**Records to process**
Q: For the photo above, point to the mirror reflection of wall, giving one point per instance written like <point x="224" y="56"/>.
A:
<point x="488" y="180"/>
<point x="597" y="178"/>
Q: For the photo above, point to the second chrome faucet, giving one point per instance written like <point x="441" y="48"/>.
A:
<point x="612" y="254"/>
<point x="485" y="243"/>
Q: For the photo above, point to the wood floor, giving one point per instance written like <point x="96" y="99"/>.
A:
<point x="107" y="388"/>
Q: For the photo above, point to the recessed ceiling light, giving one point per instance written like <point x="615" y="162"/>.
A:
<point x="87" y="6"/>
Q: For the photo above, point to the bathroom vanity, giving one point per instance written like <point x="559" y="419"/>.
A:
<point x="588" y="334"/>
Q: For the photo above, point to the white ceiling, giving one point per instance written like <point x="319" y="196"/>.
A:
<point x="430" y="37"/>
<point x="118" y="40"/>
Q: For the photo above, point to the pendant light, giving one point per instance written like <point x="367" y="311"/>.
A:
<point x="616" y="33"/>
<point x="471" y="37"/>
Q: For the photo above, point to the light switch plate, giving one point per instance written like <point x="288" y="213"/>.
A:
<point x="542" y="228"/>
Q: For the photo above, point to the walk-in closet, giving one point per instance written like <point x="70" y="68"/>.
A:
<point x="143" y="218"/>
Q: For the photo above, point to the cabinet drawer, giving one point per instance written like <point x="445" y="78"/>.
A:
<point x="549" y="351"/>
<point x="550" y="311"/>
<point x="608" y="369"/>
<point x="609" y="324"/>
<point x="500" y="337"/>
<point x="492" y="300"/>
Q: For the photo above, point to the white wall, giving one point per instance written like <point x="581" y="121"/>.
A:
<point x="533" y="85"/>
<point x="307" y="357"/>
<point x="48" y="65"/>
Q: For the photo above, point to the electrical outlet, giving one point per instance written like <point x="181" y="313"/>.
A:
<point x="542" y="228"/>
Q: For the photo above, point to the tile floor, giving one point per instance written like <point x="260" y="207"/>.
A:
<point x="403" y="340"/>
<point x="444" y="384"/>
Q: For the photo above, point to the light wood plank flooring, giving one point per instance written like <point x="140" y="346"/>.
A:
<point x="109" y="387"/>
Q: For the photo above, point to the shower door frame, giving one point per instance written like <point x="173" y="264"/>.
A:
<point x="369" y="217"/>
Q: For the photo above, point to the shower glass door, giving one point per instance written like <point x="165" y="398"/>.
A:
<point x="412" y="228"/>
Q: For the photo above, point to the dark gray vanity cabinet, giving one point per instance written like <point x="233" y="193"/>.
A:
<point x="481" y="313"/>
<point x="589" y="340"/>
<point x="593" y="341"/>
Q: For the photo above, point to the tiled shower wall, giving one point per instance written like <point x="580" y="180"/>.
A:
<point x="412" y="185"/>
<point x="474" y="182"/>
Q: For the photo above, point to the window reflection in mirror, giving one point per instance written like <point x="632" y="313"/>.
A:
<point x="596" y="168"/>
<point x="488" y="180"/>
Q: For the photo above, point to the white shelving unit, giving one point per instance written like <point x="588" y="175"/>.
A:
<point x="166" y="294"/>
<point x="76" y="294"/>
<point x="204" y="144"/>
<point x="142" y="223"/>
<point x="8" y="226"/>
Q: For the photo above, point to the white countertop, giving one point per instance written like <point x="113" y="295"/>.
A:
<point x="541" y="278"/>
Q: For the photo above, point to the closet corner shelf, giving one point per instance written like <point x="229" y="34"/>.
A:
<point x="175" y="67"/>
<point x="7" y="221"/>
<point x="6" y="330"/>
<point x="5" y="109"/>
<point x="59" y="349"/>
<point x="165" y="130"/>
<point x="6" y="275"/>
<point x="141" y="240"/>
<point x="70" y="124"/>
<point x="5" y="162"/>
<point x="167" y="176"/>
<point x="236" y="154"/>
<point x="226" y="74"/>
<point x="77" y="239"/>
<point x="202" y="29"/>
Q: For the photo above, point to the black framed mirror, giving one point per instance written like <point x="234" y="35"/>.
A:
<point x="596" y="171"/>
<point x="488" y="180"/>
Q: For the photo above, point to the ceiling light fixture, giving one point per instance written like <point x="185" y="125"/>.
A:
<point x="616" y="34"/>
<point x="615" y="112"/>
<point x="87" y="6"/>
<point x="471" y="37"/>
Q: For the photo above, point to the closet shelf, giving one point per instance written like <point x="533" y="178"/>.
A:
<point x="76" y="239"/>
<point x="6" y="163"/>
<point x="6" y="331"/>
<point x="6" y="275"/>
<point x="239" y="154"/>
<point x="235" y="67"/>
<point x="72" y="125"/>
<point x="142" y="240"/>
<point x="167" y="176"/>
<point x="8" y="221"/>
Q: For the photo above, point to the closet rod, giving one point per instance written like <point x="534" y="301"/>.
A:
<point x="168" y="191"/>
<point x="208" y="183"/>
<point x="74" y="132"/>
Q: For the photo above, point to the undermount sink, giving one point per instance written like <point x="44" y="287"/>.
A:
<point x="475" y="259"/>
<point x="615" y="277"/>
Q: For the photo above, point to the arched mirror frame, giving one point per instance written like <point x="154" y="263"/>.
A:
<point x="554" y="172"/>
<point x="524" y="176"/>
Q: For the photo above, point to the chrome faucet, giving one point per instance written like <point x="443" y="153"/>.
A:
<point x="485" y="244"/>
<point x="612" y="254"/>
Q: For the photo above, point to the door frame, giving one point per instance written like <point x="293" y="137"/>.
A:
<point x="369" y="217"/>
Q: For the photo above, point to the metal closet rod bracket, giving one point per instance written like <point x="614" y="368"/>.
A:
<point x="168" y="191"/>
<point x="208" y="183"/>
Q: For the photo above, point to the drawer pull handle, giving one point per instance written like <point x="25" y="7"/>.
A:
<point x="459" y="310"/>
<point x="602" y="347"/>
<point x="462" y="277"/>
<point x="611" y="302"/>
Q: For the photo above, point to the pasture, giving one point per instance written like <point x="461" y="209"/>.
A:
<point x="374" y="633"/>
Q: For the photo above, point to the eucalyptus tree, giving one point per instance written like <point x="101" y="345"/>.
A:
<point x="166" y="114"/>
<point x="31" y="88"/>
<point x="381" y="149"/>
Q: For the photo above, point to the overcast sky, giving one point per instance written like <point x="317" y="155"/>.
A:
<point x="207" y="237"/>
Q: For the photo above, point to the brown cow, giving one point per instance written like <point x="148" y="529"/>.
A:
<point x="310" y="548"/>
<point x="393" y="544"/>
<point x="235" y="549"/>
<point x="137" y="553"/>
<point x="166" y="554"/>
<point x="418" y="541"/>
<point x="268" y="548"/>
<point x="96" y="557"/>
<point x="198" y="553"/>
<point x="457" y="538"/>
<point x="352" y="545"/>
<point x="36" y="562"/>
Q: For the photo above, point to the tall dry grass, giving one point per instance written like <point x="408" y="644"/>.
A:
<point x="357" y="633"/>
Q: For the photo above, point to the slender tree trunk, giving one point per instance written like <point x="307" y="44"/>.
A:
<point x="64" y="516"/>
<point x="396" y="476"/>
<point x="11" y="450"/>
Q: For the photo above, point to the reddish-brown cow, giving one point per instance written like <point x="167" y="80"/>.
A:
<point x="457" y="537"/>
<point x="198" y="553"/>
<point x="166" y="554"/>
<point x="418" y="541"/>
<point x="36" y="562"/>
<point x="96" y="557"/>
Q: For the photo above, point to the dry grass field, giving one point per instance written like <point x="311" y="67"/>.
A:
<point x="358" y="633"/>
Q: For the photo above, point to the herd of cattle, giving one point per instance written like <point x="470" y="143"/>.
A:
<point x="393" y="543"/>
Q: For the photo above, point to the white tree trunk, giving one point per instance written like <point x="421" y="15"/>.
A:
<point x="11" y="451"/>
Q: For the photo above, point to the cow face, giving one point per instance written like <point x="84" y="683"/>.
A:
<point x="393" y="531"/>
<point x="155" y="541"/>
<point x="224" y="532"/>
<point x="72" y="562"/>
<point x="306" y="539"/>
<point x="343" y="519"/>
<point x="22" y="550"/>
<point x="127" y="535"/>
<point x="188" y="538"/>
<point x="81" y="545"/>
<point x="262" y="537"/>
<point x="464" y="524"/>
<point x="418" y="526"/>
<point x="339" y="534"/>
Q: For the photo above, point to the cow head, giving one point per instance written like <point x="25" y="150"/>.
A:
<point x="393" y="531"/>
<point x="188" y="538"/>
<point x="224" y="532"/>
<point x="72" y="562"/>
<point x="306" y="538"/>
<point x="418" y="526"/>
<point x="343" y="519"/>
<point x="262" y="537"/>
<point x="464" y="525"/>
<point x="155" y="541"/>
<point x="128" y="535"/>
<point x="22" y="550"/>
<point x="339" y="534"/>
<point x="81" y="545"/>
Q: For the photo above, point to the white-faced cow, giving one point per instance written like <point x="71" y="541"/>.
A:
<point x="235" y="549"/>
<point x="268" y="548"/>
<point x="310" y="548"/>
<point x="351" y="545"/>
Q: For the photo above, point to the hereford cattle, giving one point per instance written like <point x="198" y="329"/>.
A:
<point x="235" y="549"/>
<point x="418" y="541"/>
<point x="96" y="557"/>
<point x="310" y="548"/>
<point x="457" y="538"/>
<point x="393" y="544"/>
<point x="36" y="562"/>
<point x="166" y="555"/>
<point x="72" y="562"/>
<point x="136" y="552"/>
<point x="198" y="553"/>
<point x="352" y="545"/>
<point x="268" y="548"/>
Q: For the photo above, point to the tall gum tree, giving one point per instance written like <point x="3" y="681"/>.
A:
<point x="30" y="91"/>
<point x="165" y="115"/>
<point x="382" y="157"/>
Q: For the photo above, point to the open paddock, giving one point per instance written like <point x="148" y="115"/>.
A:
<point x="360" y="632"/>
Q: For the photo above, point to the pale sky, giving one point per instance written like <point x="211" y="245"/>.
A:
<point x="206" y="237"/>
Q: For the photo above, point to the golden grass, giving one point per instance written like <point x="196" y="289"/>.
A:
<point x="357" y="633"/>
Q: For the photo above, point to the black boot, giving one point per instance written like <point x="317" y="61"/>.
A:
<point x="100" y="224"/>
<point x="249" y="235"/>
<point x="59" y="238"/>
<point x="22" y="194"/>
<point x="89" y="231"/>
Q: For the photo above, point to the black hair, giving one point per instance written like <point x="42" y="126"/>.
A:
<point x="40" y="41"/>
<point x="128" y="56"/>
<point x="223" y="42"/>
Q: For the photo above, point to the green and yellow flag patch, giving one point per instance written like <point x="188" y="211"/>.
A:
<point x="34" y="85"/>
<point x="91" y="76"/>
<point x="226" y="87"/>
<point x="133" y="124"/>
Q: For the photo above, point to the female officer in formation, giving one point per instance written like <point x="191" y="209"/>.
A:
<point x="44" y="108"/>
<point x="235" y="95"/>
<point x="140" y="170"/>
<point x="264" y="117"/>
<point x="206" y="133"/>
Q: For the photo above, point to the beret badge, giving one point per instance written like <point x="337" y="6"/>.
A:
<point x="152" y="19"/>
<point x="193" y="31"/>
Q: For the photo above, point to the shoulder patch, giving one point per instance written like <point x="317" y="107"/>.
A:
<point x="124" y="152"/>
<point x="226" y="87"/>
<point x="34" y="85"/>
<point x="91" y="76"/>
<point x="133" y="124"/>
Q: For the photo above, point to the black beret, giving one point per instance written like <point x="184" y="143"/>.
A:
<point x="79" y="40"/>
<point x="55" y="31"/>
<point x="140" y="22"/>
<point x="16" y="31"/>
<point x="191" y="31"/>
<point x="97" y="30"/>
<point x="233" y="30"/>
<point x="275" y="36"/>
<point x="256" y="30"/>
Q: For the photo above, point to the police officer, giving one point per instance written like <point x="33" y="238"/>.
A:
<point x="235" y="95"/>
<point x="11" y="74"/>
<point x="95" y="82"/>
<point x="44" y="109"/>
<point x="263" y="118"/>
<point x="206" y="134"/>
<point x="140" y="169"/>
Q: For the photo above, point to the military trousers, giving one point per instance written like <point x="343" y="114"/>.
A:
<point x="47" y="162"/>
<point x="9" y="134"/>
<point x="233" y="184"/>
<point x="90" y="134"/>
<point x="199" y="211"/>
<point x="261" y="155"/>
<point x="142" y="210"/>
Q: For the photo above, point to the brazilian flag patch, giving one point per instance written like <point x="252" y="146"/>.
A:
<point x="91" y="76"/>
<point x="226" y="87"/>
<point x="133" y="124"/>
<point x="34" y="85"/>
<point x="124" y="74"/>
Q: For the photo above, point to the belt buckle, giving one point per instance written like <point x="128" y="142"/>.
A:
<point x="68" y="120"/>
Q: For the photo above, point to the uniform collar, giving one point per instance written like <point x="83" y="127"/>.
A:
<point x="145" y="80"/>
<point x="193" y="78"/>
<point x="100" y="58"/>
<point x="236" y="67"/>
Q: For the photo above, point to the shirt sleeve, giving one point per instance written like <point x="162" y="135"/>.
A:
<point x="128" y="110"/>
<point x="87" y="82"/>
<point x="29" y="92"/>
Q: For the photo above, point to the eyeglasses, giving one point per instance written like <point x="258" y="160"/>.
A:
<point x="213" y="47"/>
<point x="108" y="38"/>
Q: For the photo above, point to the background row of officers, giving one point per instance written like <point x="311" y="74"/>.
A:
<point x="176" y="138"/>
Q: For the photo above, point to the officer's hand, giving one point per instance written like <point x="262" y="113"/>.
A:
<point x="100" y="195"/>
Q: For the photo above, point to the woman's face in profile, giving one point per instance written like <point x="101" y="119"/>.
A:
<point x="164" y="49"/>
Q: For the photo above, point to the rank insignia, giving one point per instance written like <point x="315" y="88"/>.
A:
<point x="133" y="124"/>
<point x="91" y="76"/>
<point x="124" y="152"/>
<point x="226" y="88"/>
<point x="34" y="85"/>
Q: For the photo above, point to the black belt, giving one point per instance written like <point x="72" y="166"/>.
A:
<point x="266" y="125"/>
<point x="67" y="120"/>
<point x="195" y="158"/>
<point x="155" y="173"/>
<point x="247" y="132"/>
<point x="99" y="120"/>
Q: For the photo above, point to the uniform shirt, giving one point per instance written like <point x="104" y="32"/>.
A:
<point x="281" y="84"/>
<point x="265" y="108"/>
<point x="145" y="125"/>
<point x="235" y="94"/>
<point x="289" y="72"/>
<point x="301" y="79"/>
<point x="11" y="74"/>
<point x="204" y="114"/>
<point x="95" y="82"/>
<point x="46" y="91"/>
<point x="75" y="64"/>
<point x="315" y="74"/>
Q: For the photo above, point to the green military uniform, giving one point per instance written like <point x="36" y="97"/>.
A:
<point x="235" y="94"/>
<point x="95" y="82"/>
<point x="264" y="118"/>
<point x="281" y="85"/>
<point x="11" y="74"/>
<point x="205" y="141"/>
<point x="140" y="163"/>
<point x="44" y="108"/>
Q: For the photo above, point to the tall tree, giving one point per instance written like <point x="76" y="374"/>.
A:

**Written problem**
Please reproduce the stretch of the material from the line containing "Q: For the photo above, point to the shirt" through its final line, word for word.

**Result below**
Q: For the photo above, point to the shirt sleeve, giving one point per instance written like <point x="162" y="135"/>.
A:
<point x="128" y="110"/>
<point x="87" y="82"/>
<point x="29" y="92"/>
Q: For the photo above, point to the eyeglasses, giving one point per instance written like <point x="258" y="160"/>.
A:
<point x="213" y="47"/>
<point x="108" y="38"/>
Q: For the photo above, point to the background row of officers, giving one point per instance written like <point x="311" y="74"/>.
A:
<point x="176" y="138"/>
Q: For the photo above, point to the officer's hand, giving one point per instance written like <point x="262" y="113"/>.
A:
<point x="100" y="195"/>
Q: For the photo above, point to the woman's face in profile, giving one point per instance written like <point x="101" y="119"/>.
A:
<point x="164" y="49"/>
Q: For the photo above, point to the rank insignia, giving one point per instance written like <point x="315" y="88"/>.
A:
<point x="133" y="124"/>
<point x="91" y="76"/>
<point x="124" y="152"/>
<point x="226" y="88"/>
<point x="34" y="85"/>
Q: For the photo above, point to the black belt, giving one point per instance written like <point x="72" y="166"/>.
A:
<point x="266" y="125"/>
<point x="67" y="120"/>
<point x="195" y="158"/>
<point x="155" y="173"/>
<point x="247" y="132"/>
<point x="99" y="120"/>
Q: For the photo above, point to the uniform shirt, giving one point per instance written like <point x="104" y="32"/>.
A:
<point x="281" y="84"/>
<point x="265" y="108"/>
<point x="145" y="125"/>
<point x="235" y="94"/>
<point x="289" y="72"/>
<point x="301" y="79"/>
<point x="11" y="74"/>
<point x="204" y="114"/>
<point x="95" y="82"/>
<point x="46" y="91"/>
<point x="75" y="64"/>
<point x="315" y="74"/>
Q: For the photo above, point to the green military uniform, giving one point per instance written like <point x="36" y="97"/>.
A:
<point x="235" y="94"/>
<point x="95" y="82"/>
<point x="264" y="118"/>
<point x="281" y="85"/>
<point x="11" y="74"/>
<point x="205" y="141"/>
<point x="140" y="163"/>
<point x="44" y="108"/>
Q: For the photo above, point to the tall tree, giving one point per instance written like <point x="76" y="374"/>.
A:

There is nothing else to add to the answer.